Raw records
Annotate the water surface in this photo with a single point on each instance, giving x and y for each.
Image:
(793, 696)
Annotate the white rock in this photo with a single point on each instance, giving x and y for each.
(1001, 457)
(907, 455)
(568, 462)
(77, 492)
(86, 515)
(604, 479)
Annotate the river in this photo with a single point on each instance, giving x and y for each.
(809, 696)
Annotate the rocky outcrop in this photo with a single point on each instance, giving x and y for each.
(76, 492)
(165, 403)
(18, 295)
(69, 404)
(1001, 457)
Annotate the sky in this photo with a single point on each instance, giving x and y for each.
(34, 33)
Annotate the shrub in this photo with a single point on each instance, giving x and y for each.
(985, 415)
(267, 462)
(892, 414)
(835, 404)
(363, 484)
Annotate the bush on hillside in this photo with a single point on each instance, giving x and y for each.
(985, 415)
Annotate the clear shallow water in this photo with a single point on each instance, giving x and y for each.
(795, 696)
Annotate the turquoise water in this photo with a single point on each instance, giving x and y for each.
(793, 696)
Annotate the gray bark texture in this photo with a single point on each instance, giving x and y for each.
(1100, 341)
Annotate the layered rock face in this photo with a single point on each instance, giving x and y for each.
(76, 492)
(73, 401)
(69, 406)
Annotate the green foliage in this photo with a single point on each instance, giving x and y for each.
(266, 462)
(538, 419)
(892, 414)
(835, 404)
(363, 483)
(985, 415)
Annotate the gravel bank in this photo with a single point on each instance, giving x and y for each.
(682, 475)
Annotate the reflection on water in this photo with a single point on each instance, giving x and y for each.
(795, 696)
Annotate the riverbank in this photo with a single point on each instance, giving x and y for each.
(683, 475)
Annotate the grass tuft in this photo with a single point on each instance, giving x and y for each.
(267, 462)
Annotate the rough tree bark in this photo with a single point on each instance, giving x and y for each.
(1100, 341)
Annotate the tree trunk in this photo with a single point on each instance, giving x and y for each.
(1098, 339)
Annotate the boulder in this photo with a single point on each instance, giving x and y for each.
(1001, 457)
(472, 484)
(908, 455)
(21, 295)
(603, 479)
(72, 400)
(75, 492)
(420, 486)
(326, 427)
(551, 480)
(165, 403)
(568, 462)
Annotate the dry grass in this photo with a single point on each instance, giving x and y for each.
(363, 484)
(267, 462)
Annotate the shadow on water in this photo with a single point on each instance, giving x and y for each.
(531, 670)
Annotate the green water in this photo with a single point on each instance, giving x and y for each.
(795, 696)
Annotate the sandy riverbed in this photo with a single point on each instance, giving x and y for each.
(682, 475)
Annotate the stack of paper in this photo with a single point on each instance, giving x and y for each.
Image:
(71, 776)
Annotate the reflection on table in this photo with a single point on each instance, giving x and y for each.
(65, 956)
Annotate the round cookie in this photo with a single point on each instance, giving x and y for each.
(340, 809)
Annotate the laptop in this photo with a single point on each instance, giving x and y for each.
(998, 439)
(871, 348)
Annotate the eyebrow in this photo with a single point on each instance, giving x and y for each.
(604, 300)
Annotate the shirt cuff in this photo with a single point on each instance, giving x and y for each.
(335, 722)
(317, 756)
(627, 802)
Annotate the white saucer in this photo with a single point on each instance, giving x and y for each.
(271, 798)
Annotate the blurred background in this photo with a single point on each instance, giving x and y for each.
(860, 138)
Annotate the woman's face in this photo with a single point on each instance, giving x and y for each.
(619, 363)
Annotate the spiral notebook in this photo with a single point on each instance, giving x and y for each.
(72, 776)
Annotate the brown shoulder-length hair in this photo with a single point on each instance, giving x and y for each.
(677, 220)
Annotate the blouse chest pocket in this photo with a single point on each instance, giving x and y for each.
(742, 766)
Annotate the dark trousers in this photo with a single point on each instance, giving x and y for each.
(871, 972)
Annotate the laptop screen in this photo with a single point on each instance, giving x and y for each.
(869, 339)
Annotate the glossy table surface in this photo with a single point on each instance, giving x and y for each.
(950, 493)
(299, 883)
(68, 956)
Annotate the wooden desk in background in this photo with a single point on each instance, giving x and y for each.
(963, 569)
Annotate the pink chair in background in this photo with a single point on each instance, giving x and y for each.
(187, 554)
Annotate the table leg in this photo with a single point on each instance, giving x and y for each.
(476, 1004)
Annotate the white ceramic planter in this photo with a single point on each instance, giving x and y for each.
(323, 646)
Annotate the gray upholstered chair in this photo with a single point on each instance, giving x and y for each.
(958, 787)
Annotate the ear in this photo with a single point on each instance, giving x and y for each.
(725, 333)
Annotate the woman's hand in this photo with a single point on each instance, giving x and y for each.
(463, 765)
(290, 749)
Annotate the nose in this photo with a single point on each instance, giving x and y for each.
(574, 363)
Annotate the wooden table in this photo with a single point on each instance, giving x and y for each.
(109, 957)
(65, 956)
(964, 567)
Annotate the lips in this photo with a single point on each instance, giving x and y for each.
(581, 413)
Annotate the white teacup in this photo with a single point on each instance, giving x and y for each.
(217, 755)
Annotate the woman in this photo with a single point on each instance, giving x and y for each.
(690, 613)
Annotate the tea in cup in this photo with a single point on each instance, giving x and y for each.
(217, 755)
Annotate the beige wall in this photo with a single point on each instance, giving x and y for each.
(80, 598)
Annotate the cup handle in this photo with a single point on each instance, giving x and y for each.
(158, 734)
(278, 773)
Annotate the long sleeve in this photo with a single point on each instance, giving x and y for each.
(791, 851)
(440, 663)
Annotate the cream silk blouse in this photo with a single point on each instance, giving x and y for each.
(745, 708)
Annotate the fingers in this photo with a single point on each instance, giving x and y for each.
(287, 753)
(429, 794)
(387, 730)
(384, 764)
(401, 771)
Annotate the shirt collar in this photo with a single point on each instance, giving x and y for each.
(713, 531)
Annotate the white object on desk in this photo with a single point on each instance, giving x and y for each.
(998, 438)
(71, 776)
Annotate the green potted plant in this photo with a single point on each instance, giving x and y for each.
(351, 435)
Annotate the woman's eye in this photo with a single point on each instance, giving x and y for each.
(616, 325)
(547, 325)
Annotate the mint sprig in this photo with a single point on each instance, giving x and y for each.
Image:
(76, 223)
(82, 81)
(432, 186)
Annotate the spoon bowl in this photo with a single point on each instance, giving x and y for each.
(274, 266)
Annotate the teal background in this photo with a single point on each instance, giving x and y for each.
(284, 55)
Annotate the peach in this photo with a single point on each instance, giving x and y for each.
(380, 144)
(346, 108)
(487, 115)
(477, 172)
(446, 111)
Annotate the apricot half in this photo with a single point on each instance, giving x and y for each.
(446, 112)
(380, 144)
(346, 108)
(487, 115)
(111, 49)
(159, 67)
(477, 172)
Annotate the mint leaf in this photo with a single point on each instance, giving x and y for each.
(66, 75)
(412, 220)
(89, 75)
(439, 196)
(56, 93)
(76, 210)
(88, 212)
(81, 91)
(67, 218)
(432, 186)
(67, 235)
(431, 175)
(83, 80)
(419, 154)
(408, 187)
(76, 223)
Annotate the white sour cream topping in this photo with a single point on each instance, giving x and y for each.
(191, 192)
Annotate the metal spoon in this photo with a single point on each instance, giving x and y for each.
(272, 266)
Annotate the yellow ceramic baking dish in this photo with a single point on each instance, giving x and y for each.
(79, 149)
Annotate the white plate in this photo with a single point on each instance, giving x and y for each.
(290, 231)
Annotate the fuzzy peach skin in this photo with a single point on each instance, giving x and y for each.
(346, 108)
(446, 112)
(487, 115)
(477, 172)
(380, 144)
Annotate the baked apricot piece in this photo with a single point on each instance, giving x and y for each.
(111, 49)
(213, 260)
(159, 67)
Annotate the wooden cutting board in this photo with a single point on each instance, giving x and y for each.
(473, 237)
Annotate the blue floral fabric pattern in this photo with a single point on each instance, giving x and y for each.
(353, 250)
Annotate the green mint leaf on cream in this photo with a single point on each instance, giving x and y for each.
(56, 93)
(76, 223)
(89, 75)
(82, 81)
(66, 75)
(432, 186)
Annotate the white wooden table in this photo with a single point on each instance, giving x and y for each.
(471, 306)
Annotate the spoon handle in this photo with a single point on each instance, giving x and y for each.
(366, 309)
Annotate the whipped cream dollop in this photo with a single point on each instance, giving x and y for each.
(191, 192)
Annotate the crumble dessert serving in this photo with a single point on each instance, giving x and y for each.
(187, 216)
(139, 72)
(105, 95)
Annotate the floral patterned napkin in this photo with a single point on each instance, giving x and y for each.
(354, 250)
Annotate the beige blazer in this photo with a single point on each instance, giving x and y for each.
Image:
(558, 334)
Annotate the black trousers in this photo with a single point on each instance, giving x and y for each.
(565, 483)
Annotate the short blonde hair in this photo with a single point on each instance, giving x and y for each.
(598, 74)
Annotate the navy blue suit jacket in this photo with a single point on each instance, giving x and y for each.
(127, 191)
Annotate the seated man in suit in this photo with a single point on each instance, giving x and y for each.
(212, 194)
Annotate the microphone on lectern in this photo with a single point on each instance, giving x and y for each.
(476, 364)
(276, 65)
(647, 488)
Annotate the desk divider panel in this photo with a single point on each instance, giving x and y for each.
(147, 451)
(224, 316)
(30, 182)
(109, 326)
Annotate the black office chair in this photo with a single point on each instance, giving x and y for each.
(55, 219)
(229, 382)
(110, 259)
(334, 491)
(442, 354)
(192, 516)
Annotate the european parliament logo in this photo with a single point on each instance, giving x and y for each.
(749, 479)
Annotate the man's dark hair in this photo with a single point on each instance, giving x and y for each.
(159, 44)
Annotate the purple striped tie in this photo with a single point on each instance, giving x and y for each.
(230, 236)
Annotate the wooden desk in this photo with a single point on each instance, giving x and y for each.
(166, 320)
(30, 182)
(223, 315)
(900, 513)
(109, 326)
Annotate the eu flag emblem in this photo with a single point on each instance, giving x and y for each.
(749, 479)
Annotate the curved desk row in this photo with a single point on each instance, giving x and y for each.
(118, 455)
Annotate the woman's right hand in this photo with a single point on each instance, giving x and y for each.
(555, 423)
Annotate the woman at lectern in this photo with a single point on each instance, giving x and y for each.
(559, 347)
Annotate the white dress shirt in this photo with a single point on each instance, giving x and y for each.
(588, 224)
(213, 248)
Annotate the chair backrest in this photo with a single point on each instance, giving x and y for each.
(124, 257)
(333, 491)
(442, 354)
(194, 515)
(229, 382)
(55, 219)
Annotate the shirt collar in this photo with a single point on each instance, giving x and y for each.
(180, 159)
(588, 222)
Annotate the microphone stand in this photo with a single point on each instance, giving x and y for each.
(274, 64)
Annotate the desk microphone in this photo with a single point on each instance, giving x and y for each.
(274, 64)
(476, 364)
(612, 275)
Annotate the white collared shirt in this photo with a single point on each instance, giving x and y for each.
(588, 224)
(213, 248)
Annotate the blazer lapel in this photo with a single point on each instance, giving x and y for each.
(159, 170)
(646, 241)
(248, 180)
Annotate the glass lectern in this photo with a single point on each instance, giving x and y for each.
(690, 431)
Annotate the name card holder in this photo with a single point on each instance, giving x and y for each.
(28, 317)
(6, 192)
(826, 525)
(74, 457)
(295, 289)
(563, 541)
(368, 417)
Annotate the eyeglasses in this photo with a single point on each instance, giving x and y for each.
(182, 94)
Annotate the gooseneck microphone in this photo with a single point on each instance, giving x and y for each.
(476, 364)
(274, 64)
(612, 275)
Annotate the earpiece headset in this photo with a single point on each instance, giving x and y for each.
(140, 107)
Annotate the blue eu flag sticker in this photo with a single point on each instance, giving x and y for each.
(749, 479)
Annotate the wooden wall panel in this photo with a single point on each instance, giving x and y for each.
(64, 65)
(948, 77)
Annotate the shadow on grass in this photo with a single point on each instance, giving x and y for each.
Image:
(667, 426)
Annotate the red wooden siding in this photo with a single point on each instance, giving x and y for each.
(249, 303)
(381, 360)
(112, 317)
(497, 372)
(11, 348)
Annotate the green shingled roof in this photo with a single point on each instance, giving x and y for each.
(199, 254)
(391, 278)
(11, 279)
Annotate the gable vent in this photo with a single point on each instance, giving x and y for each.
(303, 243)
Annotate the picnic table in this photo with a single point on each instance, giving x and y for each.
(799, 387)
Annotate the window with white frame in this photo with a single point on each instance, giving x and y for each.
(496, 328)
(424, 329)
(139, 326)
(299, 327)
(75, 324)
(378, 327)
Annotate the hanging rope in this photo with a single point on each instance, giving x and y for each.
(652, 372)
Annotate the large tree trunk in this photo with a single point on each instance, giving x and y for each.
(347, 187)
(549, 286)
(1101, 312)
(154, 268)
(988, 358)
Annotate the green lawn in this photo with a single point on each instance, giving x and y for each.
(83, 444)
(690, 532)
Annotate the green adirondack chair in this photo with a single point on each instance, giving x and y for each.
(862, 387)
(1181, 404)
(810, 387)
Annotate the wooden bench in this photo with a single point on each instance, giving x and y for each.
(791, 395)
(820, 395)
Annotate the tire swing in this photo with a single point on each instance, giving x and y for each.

▸ Instructions to follow: Repeat, without changes, every line from the one that contains "Annotate the green lawn" through the final line of the data.

▸ Problem solution:
Annotate the green lawn in this photo with a single point on each instance, giving x and y for each.
(83, 444)
(690, 532)
Annotate the green adirondack chair in this photo with a single point on each instance, giving x and y for each.
(862, 387)
(1181, 404)
(810, 387)
Annotate the wooden bench in this photo with a single point on each instance, giving x and y for each.
(791, 395)
(820, 395)
Annotate the tire swing in this photo with a single point on each instance, giving x and y for each.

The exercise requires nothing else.